## Start Quoted passage

Colorado Cyber Resource Center 
In 2021 the National Cybersecurity Center (NCC) announced the launch of the Colorado Cyber Resource Center (CCRC) to help Colorado’s local governments, school districts, special districts, and critical infrastructure towards a more cyber-secure future.

The Colorado Cyber Resource Center is the shared product of the Colorado Whole of State Working Group and the NCC. Led by local jurisdictions and supporting state and federal agencies, the Whole of State Working Group has evolved over the past several years into an organized collaborative working towards rising the tide of cybersecurity in Colorado. Concerned with the needs of our least-resourced jurisdictions, the Working Group uses feedback from smaller jurisdictions as a starting point for developing cyber resources in Colorado.

PISCES 
The CCRC will soon serve as the hub for Colorado’s chapter of PISCES- an initiative that helps monitor network flows of smaller jurisdictions at no charge while allowing cybersecurity students to gain experience that translates into workforce talent. The Public Infrastructure Security Cyber Education System (PISCES) provides qualified students with curricula and supervised experiences to act as entry-level cyber analysts. Students analyze streaming data for small communities or municipalities who may otherwise not be able to obtain cybersecurity to the extent needed. Through PISCES, a reliable, high-quality pipeline is being developed to address the shortage of cyber professionals ready for the workforce.

## End Quoted passage
## Start Supplied entries

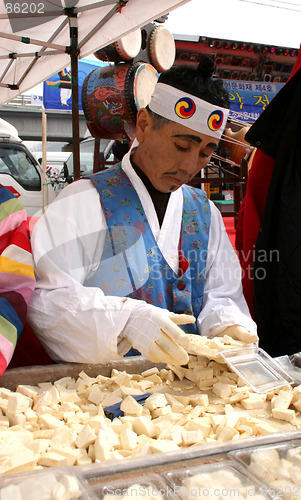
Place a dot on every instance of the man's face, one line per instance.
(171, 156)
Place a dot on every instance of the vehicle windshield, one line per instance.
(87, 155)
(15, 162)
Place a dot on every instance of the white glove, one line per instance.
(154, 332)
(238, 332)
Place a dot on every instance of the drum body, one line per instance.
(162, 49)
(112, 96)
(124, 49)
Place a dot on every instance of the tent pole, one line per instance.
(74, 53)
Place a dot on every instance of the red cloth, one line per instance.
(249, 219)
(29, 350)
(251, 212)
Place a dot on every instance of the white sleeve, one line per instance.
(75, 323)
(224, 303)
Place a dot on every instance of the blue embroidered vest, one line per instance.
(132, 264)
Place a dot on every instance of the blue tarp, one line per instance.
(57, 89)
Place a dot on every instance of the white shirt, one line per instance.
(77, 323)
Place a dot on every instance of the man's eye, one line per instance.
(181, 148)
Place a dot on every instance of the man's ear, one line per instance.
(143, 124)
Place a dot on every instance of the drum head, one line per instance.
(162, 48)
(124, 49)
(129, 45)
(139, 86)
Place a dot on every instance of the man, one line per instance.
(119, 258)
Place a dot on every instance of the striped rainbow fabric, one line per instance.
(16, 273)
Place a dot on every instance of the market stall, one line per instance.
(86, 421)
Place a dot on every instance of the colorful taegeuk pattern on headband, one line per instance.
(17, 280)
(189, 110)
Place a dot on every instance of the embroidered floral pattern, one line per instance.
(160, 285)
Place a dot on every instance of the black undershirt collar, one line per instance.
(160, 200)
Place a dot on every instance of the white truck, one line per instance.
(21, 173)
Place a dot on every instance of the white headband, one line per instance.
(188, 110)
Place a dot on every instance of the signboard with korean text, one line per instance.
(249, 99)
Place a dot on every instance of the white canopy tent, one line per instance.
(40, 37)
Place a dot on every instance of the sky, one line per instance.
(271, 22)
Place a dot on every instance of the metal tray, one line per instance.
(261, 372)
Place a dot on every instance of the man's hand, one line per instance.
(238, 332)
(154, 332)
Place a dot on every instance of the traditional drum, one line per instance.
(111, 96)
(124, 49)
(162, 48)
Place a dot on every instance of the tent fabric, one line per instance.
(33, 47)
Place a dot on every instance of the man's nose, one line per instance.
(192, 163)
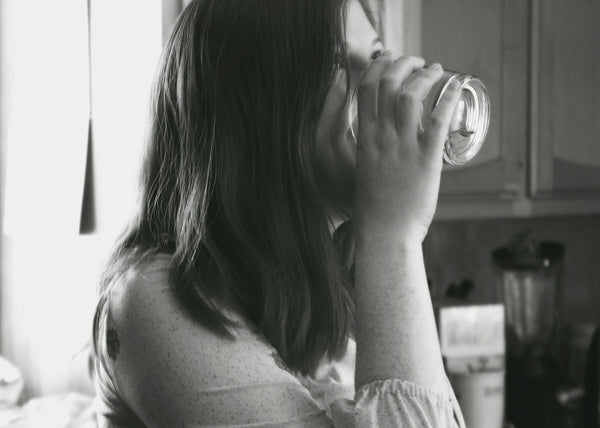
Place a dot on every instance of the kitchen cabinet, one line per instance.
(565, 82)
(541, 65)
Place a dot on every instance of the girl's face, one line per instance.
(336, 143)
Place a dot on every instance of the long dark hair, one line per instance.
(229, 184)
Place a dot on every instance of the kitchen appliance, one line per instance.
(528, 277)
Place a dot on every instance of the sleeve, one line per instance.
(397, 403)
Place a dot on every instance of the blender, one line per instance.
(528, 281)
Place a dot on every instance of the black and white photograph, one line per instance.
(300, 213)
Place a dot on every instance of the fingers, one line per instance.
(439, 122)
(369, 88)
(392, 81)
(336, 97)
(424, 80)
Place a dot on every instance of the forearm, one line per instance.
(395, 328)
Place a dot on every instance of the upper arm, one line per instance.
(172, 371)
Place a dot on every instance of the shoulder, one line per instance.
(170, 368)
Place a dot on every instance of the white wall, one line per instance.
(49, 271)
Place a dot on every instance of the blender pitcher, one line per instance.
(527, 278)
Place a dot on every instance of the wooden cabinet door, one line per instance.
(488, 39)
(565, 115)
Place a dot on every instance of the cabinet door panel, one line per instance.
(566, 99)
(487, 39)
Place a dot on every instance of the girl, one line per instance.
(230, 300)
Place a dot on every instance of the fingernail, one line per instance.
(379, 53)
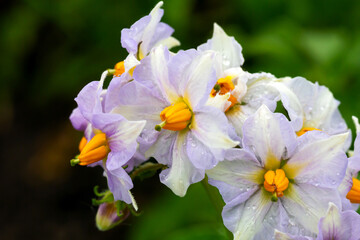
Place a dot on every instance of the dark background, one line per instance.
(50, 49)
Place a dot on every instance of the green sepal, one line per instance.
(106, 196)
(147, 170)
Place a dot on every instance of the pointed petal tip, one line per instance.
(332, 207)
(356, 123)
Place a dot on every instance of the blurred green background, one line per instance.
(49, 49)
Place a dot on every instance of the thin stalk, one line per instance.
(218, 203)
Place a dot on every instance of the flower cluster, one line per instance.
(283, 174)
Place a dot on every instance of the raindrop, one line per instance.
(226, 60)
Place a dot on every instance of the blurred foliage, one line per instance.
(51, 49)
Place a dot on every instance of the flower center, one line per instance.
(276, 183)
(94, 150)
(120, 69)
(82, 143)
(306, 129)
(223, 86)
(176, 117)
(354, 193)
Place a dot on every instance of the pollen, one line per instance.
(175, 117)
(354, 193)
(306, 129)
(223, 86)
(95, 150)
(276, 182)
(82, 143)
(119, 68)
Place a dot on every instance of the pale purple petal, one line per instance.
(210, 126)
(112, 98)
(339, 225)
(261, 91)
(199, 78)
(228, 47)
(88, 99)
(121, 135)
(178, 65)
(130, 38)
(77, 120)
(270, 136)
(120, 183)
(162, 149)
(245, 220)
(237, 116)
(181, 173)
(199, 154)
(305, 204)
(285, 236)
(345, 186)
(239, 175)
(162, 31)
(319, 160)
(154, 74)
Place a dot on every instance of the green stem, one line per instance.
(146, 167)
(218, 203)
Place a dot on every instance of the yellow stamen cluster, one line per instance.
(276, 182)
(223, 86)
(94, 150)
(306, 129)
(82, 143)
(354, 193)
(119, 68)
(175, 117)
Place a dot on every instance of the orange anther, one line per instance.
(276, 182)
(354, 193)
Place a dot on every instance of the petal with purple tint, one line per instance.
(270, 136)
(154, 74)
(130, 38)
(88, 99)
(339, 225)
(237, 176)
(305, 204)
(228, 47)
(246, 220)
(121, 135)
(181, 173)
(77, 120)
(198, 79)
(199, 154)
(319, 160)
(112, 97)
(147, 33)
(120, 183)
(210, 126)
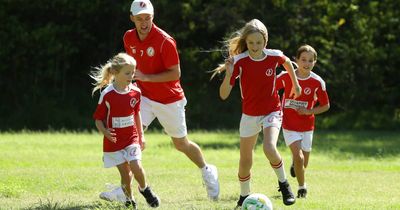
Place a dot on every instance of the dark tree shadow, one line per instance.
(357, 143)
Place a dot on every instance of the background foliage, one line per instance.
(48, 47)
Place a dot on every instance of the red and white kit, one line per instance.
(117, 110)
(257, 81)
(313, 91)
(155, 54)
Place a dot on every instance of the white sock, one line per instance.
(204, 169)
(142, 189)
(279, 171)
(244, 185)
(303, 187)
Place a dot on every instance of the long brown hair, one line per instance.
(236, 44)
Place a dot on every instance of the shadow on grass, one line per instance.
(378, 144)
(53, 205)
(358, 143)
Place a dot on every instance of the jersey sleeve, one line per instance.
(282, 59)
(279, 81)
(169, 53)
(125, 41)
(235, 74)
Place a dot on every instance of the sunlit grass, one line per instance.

## End Supplied entries
## Start Supplied entries

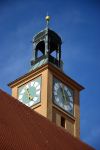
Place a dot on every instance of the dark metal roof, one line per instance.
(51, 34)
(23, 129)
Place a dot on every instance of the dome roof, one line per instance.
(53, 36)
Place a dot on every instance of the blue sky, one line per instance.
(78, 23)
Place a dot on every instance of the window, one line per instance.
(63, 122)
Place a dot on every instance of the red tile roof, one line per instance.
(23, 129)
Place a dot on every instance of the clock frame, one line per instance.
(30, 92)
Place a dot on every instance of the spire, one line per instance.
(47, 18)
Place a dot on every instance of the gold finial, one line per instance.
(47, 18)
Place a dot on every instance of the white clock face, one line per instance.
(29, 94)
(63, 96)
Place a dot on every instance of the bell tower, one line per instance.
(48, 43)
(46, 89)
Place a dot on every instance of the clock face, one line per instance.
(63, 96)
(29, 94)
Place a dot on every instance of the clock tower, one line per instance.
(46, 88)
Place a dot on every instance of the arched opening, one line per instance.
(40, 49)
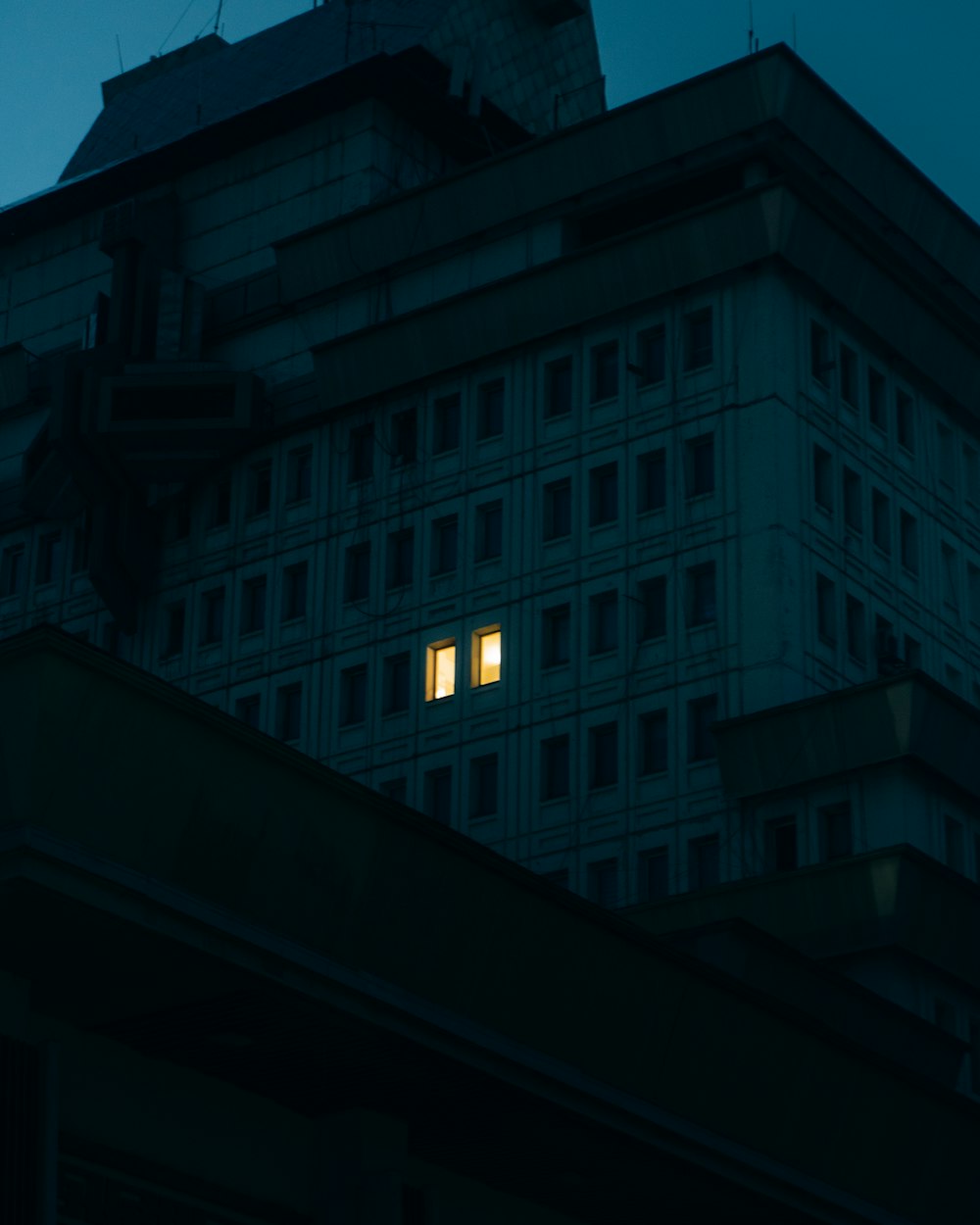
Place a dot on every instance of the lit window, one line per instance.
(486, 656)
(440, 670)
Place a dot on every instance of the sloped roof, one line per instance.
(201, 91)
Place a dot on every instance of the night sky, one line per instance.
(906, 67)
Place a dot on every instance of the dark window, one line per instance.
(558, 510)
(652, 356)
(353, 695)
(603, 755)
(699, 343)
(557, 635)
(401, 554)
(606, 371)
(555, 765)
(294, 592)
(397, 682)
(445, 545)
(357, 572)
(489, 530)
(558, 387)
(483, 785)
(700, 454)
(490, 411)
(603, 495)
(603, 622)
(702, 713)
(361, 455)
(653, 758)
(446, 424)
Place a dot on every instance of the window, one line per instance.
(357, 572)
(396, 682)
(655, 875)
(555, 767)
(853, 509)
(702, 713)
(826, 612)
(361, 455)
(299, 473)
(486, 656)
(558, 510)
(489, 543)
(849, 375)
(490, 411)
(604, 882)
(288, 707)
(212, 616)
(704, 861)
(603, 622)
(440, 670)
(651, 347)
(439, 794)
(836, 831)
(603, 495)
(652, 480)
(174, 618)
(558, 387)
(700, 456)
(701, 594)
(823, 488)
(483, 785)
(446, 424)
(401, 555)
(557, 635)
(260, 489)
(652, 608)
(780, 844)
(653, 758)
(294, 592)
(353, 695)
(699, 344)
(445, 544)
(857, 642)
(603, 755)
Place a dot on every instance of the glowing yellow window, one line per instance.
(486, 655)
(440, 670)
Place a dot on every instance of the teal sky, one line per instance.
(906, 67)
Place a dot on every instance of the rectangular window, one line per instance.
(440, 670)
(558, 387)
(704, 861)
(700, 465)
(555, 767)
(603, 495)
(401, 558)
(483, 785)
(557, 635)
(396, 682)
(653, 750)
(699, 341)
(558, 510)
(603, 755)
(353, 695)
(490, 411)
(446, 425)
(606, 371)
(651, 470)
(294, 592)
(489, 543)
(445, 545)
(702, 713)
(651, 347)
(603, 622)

## End Supplied entries

▶ **Direction A**
List every kind of organization that the text on the Colorado Cyber Resource Center says the center was launched to help.
▶ **Direction B**
According to the text on the Colorado Cyber Resource Center, why does the Working Group use feedback from smaller jurisdictions as a starting point for developing cyber resources?
▶ **Direction C**
Using the text on the Colorado Cyber Resource Center, decide whether each statement agrees with it: (i) The National Cybersecurity Center announced the center's launch in 2021. (ii) PISCES charges smaller jurisdictions a fee to monitor their network flows. (iii) PISCES prepares qualified students to act as senior cyber analysts.
You won't need the data to do any of this.

▶ **Correct response A**
Local governments, school districts, special districts, and critical infrastructure.

▶ **Correct response B**
The Working Group is concerned with the needs of Colorado's least-resourced jurisdictions, so it starts from their feedback when developing cyber resources.

▶ **Correct response C**
(i) Yes: "In 2021 the National Cybersecurity Center (NCC) announced the launch of the Colorado Cyber Resource Center (CCRC)"
(ii) No: "helps monitor network flows of smaller jurisdictions at no charge"
(iii) No: "to act as entry-level cyber analysts"